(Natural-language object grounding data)
-----

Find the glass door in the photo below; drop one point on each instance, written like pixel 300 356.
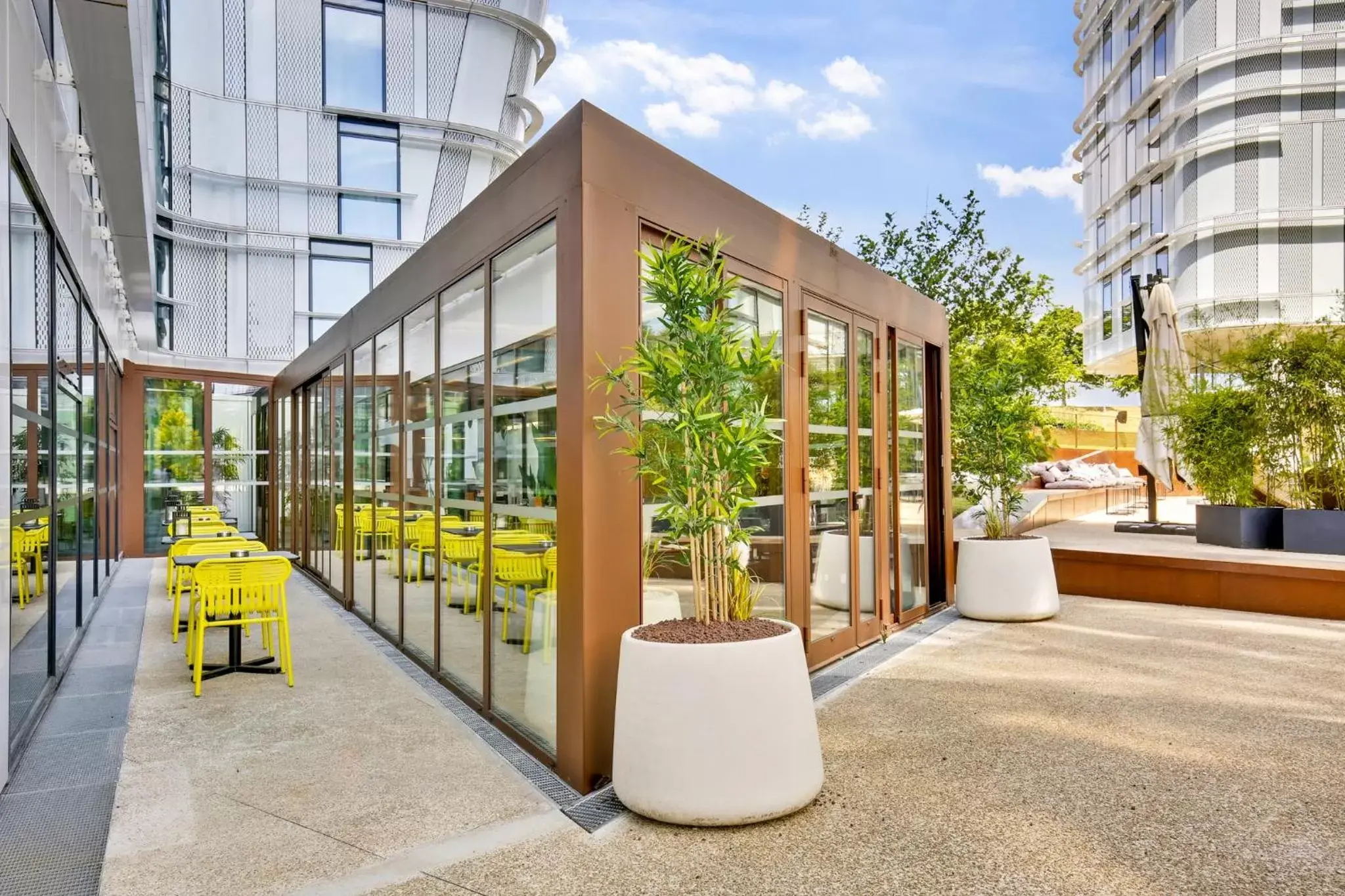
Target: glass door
pixel 839 354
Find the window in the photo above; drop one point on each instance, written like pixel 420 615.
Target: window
pixel 368 158
pixel 162 38
pixel 1156 206
pixel 163 146
pixel 340 274
pixel 1161 47
pixel 1155 146
pixel 1126 309
pixel 1136 217
pixel 1106 309
pixel 353 54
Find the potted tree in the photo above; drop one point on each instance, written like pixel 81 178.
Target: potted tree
pixel 997 425
pixel 1216 431
pixel 1297 379
pixel 715 719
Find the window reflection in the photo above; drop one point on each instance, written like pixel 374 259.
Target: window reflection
pixel 523 561
pixel 353 54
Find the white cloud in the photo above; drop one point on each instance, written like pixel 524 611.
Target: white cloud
pixel 556 27
pixel 666 117
pixel 849 75
pixel 1053 183
pixel 780 96
pixel 850 123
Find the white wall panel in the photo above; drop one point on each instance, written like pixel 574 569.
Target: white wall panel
pixel 261 50
pixel 197 46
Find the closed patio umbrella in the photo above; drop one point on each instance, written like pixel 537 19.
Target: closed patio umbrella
pixel 1165 370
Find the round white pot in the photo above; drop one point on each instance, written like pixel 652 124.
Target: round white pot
pixel 1006 580
pixel 716 734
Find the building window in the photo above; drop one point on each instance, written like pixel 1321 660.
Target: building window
pixel 353 54
pixel 1134 217
pixel 1106 309
pixel 340 274
pixel 368 156
pixel 163 326
pixel 162 38
pixel 163 146
pixel 1156 206
pixel 1161 47
pixel 1126 310
pixel 1155 146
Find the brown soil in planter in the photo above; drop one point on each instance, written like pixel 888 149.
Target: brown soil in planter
pixel 693 631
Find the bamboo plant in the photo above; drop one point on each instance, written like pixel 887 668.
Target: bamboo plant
pixel 686 403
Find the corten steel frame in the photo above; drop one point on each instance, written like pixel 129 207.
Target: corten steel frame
pixel 132 500
pixel 607 187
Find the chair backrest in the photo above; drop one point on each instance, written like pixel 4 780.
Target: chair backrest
pixel 512 565
pixel 426 530
pixel 232 586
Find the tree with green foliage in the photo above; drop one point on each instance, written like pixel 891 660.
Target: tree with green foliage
pixel 693 419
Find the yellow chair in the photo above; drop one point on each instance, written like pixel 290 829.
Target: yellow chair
pixel 514 570
pixel 463 553
pixel 423 543
pixel 546 597
pixel 27 545
pixel 240 591
pixel 179 576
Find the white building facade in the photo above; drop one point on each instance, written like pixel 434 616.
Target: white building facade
pixel 300 150
pixel 1212 141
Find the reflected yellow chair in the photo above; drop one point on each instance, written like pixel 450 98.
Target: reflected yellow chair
pixel 238 591
pixel 546 597
pixel 27 545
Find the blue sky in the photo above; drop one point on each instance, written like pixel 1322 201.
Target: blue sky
pixel 852 106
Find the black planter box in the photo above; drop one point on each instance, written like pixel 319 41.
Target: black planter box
pixel 1314 531
pixel 1239 527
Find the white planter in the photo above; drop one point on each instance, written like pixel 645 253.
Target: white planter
pixel 1006 580
pixel 716 734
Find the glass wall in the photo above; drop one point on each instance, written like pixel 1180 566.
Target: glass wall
pixel 240 454
pixel 387 505
pixel 362 440
pixel 62 454
pixel 174 452
pixel 523 484
pixel 418 488
pixel 462 446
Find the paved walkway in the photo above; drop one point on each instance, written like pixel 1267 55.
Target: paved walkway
pixel 1119 748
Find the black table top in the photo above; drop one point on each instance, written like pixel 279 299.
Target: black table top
pixel 171 539
pixel 192 559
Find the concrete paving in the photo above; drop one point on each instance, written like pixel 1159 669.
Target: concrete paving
pixel 1119 748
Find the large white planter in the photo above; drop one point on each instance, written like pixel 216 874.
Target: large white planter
pixel 716 734
pixel 1006 580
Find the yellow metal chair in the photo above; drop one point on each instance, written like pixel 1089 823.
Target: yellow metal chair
pixel 514 571
pixel 27 545
pixel 546 597
pixel 463 553
pixel 240 591
pixel 181 578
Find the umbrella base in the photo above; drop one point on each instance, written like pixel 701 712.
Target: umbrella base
pixel 1156 528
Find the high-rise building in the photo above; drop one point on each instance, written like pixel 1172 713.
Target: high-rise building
pixel 1212 140
pixel 296 151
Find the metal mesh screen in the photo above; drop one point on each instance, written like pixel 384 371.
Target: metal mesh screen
pixel 1296 167
pixel 400 56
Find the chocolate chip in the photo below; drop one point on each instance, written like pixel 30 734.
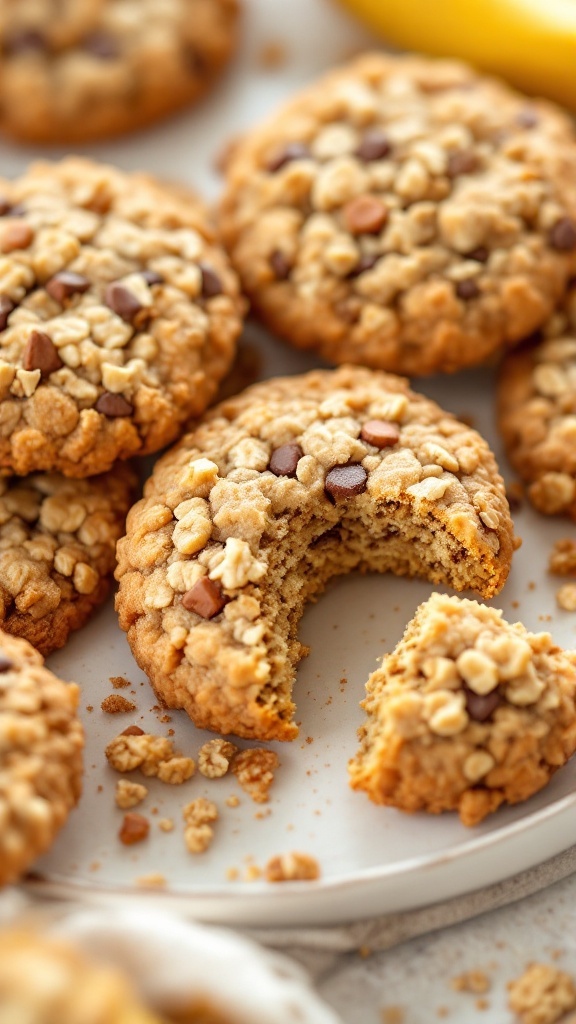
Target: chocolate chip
pixel 66 284
pixel 101 44
pixel 365 215
pixel 481 255
pixel 211 284
pixel 374 145
pixel 5 663
pixel 280 264
pixel 6 306
pixel 41 353
pixel 480 707
pixel 288 153
pixel 467 289
pixel 122 301
pixel 380 433
pixel 153 278
pixel 113 406
pixel 285 459
pixel 366 262
pixel 563 235
pixel 343 481
pixel 205 598
pixel 463 162
pixel 26 39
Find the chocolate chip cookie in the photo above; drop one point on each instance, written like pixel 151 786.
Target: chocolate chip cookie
pixel 57 551
pixel 90 69
pixel 406 214
pixel 296 480
pixel 119 315
pixel 40 756
pixel 537 413
pixel 468 712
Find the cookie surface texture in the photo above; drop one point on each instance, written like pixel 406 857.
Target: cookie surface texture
pixel 468 712
pixel 296 480
pixel 57 551
pixel 40 755
pixel 90 69
pixel 118 316
pixel 48 982
pixel 536 393
pixel 406 214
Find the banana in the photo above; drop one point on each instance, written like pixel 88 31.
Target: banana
pixel 531 43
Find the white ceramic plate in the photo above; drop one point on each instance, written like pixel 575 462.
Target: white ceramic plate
pixel 373 859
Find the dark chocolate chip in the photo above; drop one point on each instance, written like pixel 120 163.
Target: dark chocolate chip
pixel 380 433
pixel 122 301
pixel 480 707
pixel 41 353
pixel 5 663
pixel 211 284
pixel 26 40
pixel 113 406
pixel 366 262
pixel 153 278
pixel 280 264
pixel 103 45
pixel 288 153
pixel 6 306
pixel 463 162
pixel 481 255
pixel 467 289
pixel 374 145
pixel 285 459
pixel 343 481
pixel 66 284
pixel 563 235
pixel 205 598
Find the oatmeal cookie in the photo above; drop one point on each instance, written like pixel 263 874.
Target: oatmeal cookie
pixel 293 481
pixel 468 712
pixel 41 743
pixel 118 316
pixel 57 551
pixel 536 398
pixel 90 69
pixel 406 214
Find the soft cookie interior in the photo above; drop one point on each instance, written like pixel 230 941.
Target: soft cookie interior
pixel 290 483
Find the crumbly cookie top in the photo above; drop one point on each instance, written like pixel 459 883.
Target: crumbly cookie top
pixel 57 538
pixel 118 315
pixel 537 408
pixel 332 463
pixel 89 68
pixel 41 741
pixel 417 214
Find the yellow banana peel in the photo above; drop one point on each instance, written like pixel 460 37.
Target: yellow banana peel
pixel 531 43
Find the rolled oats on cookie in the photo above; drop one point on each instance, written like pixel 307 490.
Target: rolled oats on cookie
pixel 89 69
pixel 467 713
pixel 119 314
pixel 57 550
pixel 406 214
pixel 41 742
pixel 291 482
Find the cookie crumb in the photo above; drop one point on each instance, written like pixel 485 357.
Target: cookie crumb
pixel 198 816
pixel 119 682
pixel 292 867
pixel 254 770
pixel 129 794
pixel 134 828
pixel 117 705
pixel 214 758
pixel 542 994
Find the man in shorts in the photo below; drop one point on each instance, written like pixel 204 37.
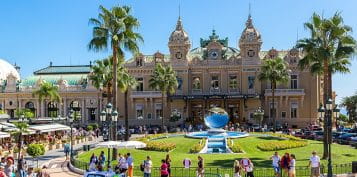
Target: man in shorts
pixel 314 163
pixel 276 163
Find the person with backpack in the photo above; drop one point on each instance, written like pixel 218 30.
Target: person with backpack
pixel 146 167
pixel 163 169
pixel 276 163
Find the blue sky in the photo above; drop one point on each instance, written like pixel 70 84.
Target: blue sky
pixel 35 32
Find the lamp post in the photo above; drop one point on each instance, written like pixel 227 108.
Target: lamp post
pixel 109 117
pixel 326 112
pixel 70 120
pixel 259 113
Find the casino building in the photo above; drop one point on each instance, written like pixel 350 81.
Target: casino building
pixel 210 75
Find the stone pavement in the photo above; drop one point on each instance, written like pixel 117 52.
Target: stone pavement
pixel 58 168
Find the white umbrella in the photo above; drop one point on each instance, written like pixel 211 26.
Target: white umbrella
pixel 131 145
pixel 108 144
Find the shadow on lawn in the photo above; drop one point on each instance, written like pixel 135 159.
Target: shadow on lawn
pixel 258 162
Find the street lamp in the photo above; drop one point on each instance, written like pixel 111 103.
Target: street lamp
pixel 70 120
pixel 325 112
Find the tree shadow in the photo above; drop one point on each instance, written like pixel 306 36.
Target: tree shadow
pixel 270 138
pixel 258 162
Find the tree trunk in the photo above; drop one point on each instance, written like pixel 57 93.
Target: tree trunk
pixel 273 108
pixel 163 113
pixel 126 116
pixel 326 97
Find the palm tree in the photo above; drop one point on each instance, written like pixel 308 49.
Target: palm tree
pixel 125 82
pixel 350 103
pixel 102 75
pixel 328 50
pixel 115 28
pixel 276 71
pixel 47 91
pixel 163 79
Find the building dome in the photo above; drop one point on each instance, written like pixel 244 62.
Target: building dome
pixel 250 34
pixel 7 69
pixel 179 36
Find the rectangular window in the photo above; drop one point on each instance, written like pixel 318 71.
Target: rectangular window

-----

* YOUR ASSIGNMENT *
Which lines hold the string "rectangular"? Copy all of them from the data above.

* ANSWER FOR THE TASK *
Find the rectangular window in the photo above; drop one point on each instance, written like pixel 318 71.
Target: rectangular window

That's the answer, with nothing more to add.